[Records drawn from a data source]
________________________

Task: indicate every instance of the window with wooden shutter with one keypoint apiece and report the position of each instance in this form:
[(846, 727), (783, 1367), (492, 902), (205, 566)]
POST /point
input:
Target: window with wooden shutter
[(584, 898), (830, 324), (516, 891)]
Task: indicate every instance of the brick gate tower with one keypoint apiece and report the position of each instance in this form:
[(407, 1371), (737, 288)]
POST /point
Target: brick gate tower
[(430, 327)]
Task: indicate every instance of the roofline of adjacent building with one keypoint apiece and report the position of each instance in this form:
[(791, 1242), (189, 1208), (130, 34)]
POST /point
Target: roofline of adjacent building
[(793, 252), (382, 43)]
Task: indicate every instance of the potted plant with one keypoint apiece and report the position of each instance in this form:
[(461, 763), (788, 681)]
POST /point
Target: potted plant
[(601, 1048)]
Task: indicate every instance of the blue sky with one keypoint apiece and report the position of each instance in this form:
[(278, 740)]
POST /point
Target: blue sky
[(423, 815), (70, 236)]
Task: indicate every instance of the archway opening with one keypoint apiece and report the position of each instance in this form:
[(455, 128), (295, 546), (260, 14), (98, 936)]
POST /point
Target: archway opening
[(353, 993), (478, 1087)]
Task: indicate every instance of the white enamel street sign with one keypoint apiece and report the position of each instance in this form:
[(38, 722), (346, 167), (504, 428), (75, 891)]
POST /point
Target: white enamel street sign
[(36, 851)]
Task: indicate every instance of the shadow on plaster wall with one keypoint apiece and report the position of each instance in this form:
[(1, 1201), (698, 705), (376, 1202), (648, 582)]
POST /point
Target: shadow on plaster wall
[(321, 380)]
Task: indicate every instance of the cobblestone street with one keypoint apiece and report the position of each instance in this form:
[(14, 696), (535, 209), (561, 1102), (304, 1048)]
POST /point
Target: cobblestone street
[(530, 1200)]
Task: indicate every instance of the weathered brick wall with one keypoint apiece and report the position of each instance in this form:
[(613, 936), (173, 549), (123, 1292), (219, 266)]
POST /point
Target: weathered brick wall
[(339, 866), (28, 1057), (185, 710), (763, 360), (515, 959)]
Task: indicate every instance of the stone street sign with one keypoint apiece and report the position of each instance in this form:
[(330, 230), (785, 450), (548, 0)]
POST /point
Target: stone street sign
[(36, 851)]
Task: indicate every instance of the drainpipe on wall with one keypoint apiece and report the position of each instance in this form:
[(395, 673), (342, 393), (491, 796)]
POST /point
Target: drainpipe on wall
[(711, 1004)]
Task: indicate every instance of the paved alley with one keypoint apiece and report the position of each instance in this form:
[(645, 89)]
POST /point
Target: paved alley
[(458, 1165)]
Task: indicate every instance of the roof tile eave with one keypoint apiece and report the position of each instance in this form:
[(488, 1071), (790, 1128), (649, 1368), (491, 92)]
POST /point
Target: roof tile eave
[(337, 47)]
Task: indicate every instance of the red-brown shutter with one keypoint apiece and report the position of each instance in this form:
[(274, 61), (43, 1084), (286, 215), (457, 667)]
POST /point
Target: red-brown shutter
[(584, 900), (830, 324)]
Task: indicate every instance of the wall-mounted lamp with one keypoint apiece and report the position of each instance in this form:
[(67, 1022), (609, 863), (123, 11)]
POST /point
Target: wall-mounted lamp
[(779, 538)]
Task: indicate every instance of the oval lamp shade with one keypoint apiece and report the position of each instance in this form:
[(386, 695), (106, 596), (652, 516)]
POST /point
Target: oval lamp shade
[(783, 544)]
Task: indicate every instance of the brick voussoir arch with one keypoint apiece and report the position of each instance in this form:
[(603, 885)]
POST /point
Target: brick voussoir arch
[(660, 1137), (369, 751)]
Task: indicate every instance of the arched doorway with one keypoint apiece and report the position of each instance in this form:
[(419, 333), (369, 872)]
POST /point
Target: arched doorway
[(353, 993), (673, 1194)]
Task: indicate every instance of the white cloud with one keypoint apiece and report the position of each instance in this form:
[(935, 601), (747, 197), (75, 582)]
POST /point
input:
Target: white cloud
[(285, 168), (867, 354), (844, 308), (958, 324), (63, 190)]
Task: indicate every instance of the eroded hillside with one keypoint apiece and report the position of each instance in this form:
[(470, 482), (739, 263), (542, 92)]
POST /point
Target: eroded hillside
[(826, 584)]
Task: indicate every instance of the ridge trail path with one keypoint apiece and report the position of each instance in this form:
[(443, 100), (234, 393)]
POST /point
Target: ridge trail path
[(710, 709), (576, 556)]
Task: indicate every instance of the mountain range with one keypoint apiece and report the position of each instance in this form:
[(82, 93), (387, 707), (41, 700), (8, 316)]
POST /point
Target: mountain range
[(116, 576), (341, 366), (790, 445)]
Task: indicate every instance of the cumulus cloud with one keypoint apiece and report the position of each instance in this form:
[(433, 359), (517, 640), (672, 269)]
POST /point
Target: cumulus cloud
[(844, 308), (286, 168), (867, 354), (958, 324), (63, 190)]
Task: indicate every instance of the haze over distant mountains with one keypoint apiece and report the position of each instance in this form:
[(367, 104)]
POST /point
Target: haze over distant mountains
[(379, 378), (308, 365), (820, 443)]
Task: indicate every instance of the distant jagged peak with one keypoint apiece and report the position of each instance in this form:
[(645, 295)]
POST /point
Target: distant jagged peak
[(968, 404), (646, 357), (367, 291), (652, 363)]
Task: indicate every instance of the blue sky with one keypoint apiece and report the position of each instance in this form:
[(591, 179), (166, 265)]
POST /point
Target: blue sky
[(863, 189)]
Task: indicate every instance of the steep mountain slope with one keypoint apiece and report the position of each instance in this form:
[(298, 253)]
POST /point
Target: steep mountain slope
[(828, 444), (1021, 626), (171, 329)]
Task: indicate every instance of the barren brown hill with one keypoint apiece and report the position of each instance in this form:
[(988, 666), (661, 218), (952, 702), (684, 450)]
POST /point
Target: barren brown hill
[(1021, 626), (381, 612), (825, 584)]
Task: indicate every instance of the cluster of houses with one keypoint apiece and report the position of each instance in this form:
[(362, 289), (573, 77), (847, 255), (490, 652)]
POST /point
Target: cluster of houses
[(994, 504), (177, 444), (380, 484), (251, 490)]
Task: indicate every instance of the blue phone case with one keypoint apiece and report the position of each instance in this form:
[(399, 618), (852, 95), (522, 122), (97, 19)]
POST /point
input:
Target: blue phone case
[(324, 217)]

________________________

▶ [What is expected] Render every line of the data above as a numbered list, leaving out any blank lines.

▶ [Result below]
1. Task: indicate every instance of the window with wooden shutter with one keypoint apiece and report the position of each instance in this form:
2. [(846, 727), (783, 1367), (492, 902), (205, 566)]
3. POST /point
4. input:
5. Target: window with wooden shutter
6. [(584, 898), (830, 324), (516, 891)]
7. Task: indicate every instance of the brick gate tower with one keypoint apiece and report the position of each instance in this form:
8. [(407, 1371), (737, 288)]
9. POST /point
10. Target: brick gate tower
11. [(430, 327)]
12. Task: indicate every instance of the roofline of adjacent building with one keypoint apiece and report the position of each instance in this form:
13. [(791, 1242), (189, 1208), (130, 34)]
14. POST /point
15. Target: roofline of adjacent building
16. [(793, 252), (382, 43)]
17. Task: indicate every instance of the potted plant with one keypoint apiece and report the position of each instance in this form:
18. [(461, 763), (788, 681)]
19. POST /point
20. Target: potted plant
21. [(601, 1048)]
22. Task: indicate every instance of the blue sky with one keypoint apiece and report the position of each instance in this form:
23. [(278, 740)]
24. POST /point
25. Target: blue sky
26. [(423, 815), (70, 236)]
27. Task: indicate every instance of the archway opening with one keypoint apiece and report the position of each instance in this form:
28. [(455, 128), (295, 546), (260, 14), (98, 936)]
29. POST /point
30. Target: archway opening
31. [(353, 993), (478, 1087)]
32. Task: indicate every instance of the white enamel street sign with one keypoint apiece and report the position of each instance in this form:
33. [(38, 722), (346, 167), (504, 428), (75, 891)]
34. POST /point
35. Target: white enamel street sign
36. [(36, 851)]
37. Task: indicate every instance of the shadow on plaster wall with one keypoint apiece and report the position of each instance in this form:
38. [(1, 1201), (698, 705), (376, 1202), (648, 582)]
39. POST /point
40. Target: shadow on plaster wall
41. [(321, 380)]
42. Task: indicate every instance of the cobblestone street with one keypoint apiece and report the position of each instance in this form:
43. [(14, 696), (535, 209), (561, 1102), (304, 1048)]
44. POST /point
45. Target: cobblestone street
46. [(530, 1200)]
47. Task: indicate every instance of the weathered brick wall with one keypoint apiece and report the position of each instance in this form:
48. [(613, 936), (173, 549), (123, 1292), (219, 266)]
49. POST /point
50. Target: weathered brick wall
51. [(339, 866), (28, 1057), (185, 710), (763, 360), (515, 959)]
52. Task: indicate every instance of the stone street sign with one keypoint apiece and report the position of each instance in this form:
53. [(330, 230), (785, 450), (548, 0)]
54. POST /point
55. Target: stone street sign
56. [(36, 851)]
57. Task: indicate every instance of the drainpipe on wall with one keypoint apiece and report the position of each instance in this form:
58. [(395, 673), (342, 393), (491, 796)]
59. POST /point
60. Target: drainpipe on wall
61. [(711, 1004)]
62. Task: indicate every instance of the paved alley with one keypoint apiece and report the position of each instance in this form:
63. [(645, 89)]
64. POST /point
65. Target: paved alley
66. [(458, 1165)]
67. Task: indicate every instance of the roof tile eave with one keypoint apiece and report the position of each instance in this form:
68. [(488, 1071), (790, 1128), (649, 1368), (491, 92)]
69. POST /point
70. Target: roof tile eave
71. [(337, 47)]
72. Task: indicate every instance of the red-brown shutter with one keypoint apiece and report the position of each instance in this form:
73. [(274, 61), (43, 1084), (286, 215), (457, 667)]
74. POST /point
75. Target: red-brown shutter
76. [(584, 900), (830, 324)]
77. Task: indicate every instance of the wall-mounted lamp with one keypoint apiece and report the position of each instance in this form:
78. [(67, 1022), (609, 863), (123, 11)]
79. POST /point
80. Target: wall-mounted lamp
81. [(779, 538)]
82. Task: indicate every instance of the oval lamp shade with one keypoint apiece and report the position of each instance in this form:
83. [(386, 695), (106, 596), (652, 516)]
84. POST /point
85. Target: oval lamp shade
86. [(783, 544)]
87. Task: indicate every instance of the brick voussoir arch with one keypoint apiece and report the position of each instance in this form:
88. [(603, 885)]
89. POST /point
90. Target: brick voussoir arch
91. [(660, 1137), (369, 751)]
92. Task: indicate every instance of the arched doorway with one keypoint apiece and report the position of each instance in this form:
93. [(419, 333), (369, 872)]
94. POST /point
95. Target: arched doorway
96. [(353, 993), (673, 1194)]
97. Task: indicate every instance of the white cloud with one keypoint apiece and report the position of each instance in this form:
98. [(935, 601), (747, 197), (75, 582)]
99. POST /point
100. input:
101. Target: white cloud
102. [(285, 168), (867, 354), (844, 308), (958, 324), (63, 190)]
103. Task: indicate every instance of the eroded hillside with one keypoint apiece and report the position of each instance in this form:
104. [(470, 482), (739, 263), (542, 92)]
105. POST /point
106. Target: eroded hillside
107. [(826, 584)]
108. Task: indicate every instance of the ridge trail path with one keypoint apiece and report the position of each instance in this form:
109. [(443, 100), (234, 393)]
110. POST /point
111. Target: ridge trail path
112. [(710, 709), (576, 556)]
113. Task: indicate every instance of the mountain range with one keypoint apiece and report the position of each instance in this form:
114. [(82, 93), (387, 707), (41, 700), (8, 316)]
115. POST /point
116. Target: mountain range
117. [(116, 576), (341, 366), (790, 445)]
118. Task: indicate every instance of the cumulus cloud with one keypoint apiece and report the position of each instance in this form:
119. [(433, 359), (517, 640), (672, 269)]
120. POST /point
121. Target: cumulus cloud
122. [(844, 308), (286, 168), (867, 354), (958, 324), (63, 190)]
123. Task: indicate every instance of the haze over distant mountains with one keypoint apiece and report the position of each instance in this form:
124. [(367, 104)]
125. POST /point
126. Target: haze over distant mountains
127. [(379, 378), (308, 365), (820, 443)]
128. Task: indicate every instance of the distant jagged peak with one keypoint apiece and report the position of each instance in this form:
129. [(645, 295)]
130. POST /point
131. Target: distant jagged peak
132. [(968, 404), (646, 357), (367, 291), (652, 363)]
133. Task: indicate every instance of the blue sky with one keypoint apiece and report the position of each instance in this form:
134. [(591, 179), (166, 265)]
135. POST /point
136. Target: blue sky
137. [(863, 189)]
138. Task: indicate every instance of the steep mountain slope with one keypoint apiece and report the position of each instance in this form:
139. [(298, 253)]
140. POST /point
141. Target: steep mountain slope
142. [(828, 444), (1021, 626), (171, 329)]
143. Task: indicate every instance of the barren brown hill with one keypoint apiece and report the position of each instance in this form:
144. [(988, 666), (661, 218), (952, 702), (684, 450)]
145. POST /point
146. Target: barren brown hill
147. [(1021, 626), (381, 612), (825, 584)]
148. Task: indicate every instance of the cluster of houses with one keypoint apiece and report the position of each instance in this form:
149. [(362, 289), (573, 77), (847, 255), (490, 652)]
150. POST /point
151. Target: cluster of houses
152. [(994, 504), (177, 444), (380, 484), (251, 490)]
153. Task: indicate every instance of the blue phone case with one keypoint apiece and report the position of each instance in this form:
154. [(399, 618), (852, 95), (522, 122), (97, 19)]
155. POST /point
156. input:
157. Target: blue phone case
158. [(324, 217)]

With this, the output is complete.